> Excerpt provided

+++

Circadian rest–activity rhythm disruption and sleep–wake fragmentation are common in Alzheimer’s disease (AD) and may precede clinical diagnosis. Wrist-worn accelerometry enables objective, scalable circadian phenotyping in population cohorts. We examined whether AD polygenic risk and APOE ε4 dose are reflected in accelerometry-derived circadian phenotypes and whether these phenotypes predict subsequent incident dementia/AD.

Methods

We analyzed 94,241 UK Biobank participants with 7-day wrist accelerometry and genetic data. Circadian phenotypes included relative amplitude (RA), L5 and M10 start hour, interdaily stability (IS), and intradaily variability (IV). Genetic exposures were a standardized AD polygenic risk score (AD-PRS) corresponding to the dataset-provided UK Biobank AD PRS variable standardized within the analytic sample, and APOE ε4 dose. Cross-sectional associations were tested with linear regression. Incident dementia/AD were modeled with Cox proportional hazards models with time zero defined as the accelerometry end date. Prespecified sensitivity analyses included lagged exclusions, competing risk of death, selection into accelerometry (inverse probability weighting), additional adjustment for overall activity, strict versus broad AD definitions, and RA × genetic-risk interaction terms in incident models.

+++

> Entries shown
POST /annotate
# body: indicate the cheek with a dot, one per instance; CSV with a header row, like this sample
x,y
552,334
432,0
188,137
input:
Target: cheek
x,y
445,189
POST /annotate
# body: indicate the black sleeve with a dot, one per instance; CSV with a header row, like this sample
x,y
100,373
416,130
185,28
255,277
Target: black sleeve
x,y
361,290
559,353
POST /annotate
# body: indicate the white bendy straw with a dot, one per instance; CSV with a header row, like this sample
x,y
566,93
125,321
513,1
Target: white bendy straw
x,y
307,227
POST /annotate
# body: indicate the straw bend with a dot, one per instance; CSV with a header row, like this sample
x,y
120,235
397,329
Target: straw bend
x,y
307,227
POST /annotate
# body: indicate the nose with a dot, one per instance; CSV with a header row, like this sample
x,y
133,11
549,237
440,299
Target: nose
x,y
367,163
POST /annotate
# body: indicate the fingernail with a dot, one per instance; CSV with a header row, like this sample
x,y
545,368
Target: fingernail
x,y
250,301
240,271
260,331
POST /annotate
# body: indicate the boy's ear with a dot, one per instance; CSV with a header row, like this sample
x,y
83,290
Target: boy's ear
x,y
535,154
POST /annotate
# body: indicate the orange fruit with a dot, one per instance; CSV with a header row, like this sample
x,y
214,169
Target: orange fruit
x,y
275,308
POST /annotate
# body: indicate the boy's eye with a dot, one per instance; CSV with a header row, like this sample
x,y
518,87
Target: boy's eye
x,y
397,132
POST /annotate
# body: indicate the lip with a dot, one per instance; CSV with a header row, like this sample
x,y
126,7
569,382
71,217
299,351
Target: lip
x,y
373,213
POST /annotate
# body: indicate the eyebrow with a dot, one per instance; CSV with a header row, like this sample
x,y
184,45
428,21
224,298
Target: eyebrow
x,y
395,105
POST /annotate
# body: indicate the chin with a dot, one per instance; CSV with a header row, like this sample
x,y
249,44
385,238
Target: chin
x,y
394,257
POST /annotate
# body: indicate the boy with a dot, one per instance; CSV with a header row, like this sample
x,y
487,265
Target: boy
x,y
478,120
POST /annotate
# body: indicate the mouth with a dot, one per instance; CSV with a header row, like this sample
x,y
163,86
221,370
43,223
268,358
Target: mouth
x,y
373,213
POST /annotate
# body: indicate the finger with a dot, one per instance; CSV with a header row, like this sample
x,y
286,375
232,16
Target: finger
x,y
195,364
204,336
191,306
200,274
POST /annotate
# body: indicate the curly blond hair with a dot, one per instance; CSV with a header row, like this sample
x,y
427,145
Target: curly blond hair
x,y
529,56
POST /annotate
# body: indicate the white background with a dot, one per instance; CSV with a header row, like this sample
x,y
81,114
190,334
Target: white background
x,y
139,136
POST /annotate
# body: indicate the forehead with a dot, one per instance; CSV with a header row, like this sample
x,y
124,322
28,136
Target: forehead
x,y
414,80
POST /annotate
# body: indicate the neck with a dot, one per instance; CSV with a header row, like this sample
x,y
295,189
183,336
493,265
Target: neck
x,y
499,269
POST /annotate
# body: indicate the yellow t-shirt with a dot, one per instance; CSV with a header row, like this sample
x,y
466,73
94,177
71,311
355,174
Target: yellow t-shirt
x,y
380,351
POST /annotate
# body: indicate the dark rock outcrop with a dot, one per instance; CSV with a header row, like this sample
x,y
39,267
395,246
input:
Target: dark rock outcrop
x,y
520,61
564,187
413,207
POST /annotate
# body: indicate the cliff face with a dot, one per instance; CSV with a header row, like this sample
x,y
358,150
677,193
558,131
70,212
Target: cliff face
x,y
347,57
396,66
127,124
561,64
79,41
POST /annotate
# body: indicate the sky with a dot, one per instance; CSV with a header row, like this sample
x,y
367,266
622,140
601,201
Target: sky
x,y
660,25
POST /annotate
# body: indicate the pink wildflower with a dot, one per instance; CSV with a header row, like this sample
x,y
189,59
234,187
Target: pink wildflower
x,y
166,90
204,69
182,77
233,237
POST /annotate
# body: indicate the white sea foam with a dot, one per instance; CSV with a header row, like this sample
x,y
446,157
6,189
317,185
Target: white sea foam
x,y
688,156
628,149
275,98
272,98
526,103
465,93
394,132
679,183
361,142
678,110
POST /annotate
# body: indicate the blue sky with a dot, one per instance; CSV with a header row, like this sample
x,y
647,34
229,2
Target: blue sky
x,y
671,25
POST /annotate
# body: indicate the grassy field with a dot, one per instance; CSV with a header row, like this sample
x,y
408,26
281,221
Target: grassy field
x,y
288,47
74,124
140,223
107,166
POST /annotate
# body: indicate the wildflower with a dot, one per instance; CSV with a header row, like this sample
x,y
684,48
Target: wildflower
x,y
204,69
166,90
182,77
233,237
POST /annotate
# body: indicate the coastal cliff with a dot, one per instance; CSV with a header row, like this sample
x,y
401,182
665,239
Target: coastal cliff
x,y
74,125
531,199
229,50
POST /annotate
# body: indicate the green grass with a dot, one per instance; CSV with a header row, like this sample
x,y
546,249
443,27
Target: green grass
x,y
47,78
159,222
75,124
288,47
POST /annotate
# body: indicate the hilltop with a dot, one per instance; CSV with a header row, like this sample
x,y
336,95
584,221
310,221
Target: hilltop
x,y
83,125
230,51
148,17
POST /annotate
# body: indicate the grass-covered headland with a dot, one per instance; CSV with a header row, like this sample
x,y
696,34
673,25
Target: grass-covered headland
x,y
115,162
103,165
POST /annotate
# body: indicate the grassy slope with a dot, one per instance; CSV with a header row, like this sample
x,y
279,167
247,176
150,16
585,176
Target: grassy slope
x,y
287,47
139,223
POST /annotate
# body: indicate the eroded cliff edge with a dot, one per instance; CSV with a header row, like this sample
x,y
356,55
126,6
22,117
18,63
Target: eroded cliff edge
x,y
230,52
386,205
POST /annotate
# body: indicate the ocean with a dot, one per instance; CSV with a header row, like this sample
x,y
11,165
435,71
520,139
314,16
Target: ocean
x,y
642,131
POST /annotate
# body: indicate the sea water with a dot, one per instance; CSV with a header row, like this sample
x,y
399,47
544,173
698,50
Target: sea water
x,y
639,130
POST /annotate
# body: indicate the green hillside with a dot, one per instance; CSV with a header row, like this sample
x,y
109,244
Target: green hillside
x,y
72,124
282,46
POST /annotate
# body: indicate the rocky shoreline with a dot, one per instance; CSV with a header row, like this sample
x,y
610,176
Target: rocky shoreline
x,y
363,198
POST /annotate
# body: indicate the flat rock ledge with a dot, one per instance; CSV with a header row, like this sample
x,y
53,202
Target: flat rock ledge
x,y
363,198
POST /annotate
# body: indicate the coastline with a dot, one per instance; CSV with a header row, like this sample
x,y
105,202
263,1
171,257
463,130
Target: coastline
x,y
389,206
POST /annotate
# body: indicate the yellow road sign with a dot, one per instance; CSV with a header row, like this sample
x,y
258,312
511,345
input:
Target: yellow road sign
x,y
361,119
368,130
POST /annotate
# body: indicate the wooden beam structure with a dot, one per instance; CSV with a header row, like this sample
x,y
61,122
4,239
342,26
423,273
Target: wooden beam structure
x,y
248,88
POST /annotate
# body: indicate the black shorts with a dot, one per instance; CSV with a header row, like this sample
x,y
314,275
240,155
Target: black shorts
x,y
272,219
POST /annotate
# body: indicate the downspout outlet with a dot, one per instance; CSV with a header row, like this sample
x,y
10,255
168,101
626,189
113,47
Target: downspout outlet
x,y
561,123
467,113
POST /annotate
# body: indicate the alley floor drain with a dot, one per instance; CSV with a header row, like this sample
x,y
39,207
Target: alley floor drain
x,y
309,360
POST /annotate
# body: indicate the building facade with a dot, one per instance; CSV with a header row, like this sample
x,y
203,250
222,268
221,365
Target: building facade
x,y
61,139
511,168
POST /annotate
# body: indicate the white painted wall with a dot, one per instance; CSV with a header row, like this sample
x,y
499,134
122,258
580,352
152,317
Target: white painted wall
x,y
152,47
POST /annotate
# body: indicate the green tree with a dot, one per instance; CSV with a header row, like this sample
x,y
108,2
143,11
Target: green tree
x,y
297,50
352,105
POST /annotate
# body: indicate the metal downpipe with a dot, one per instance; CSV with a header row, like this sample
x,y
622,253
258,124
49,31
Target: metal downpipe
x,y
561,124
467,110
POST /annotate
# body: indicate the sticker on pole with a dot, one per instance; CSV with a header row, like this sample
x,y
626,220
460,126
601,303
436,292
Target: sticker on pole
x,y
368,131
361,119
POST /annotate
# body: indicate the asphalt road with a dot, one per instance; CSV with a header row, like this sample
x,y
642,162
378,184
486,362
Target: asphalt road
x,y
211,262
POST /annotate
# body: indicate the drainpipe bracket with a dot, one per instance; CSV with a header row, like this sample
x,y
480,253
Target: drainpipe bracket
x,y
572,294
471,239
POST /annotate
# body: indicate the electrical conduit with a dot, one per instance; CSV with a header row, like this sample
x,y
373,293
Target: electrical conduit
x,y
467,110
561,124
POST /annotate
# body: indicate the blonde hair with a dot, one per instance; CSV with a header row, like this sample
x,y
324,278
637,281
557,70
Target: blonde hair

+++

> Problems to work on
[a] Set down the passage of the circadian rhythm and Alzheimer's excerpt from "Circadian rest–activity rhythm" up to and including "subsequent incident dementia/AD.", word for word.
[b] Summarize the circadian rhythm and Alzheimer's excerpt in two sentences.
[c] Continue the circadian rhythm and Alzheimer's excerpt from the point where it stops.

> Responses to the exercise
[a]
Circadian rest–activity rhythm disruption and sleep–wake fragmentation are common in Alzheimer’s disease (AD) and may precede clinical diagnosis. Wrist-worn accelerometry enables objective, scalable circadian phenotyping in population cohorts. We examined whether AD polygenic risk and APOE ε4 dose are reflected in accelerometry-derived circadian phenotypes and whether these phenotypes predict subsequent incident dementia/AD.

[b] Disrupted rest–activity rhythms and fragmented sleep–wake patterns are common in Alzheimer's disease, and the study examined whether AD polygenic risk and APOE ε4 dose are reflected in accelerometry-derived circadian phenotypes and whether those phenotypes predict later dementia or AD. Using 7-day wrist accelerometry and genetic data from 94,241 UK Biobank participants, it applied linear regression for cross-sectional associations and Cox proportional hazards models for incident dementia/AD, plus several prespecified sensitivity analyses.

[c]
Results

AD-PRS showed no robust association with RA or phase timing (fully adjusted standardized beta = 0.0028; p = 0.358). APOE ε4 dose was associated with earlier M10 timing (standardized beta = -0.0074; p = 0.032). AD-PRS showed a nominal association with IS (standardized beta = 0.0073; p = 0.018) that did not survive multiple-testing correction. In incident analyses (n = 80,378; 949 dementia and 371 AD events), AD-PRS and APOE ε4 dose strongly predicted incident dementia and incident AD. Each 1-SD higher RA was associated with lower risk of incident dementia (HR = 0.80 per SD; p = 4.99 × 10–19) and incident AD (HR = 0.90; p = 0.031), meaning that lower RA corresponded to higher risk. The RA–dementia association remained stable across sensitivity analyses, whereas the RA–AD association attenuated after additional adjustment for overall activity. We found no evidence that RA associations differed by AD-PRS or APOE ε4 dose in incident interaction analyses (all interaction p values ≥ 0.362).

Conclusions

In this population cohort, AD polygenic risk showed minimal cross-sectional association with circadian amplitude or phase, whereas APOE ε4 dose was linked to slightly earlier peak daytime activity timing. Lower circadian amplitude (RA) consistently predicted higher subsequent dementia risk across multiple bias-oriented sensitivity analyses. For incident AD, the RA association was weaker after additional control for overall activity, supporting cautious interpretation of RA as a robust behavioral risk marker for dementia rather than an AD-specific genetic interaction signal.